Natural language region descriptions
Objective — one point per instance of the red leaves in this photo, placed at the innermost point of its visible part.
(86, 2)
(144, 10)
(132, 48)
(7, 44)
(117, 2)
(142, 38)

WHAT IS REQUIRED
Each entry should be retyped exactly as given.

EXERCISE RESULT
Objective — one point per instance of the red leaves in this photo, placed at the innermost point of its visible part.
(86, 2)
(144, 10)
(132, 48)
(7, 44)
(117, 2)
(142, 38)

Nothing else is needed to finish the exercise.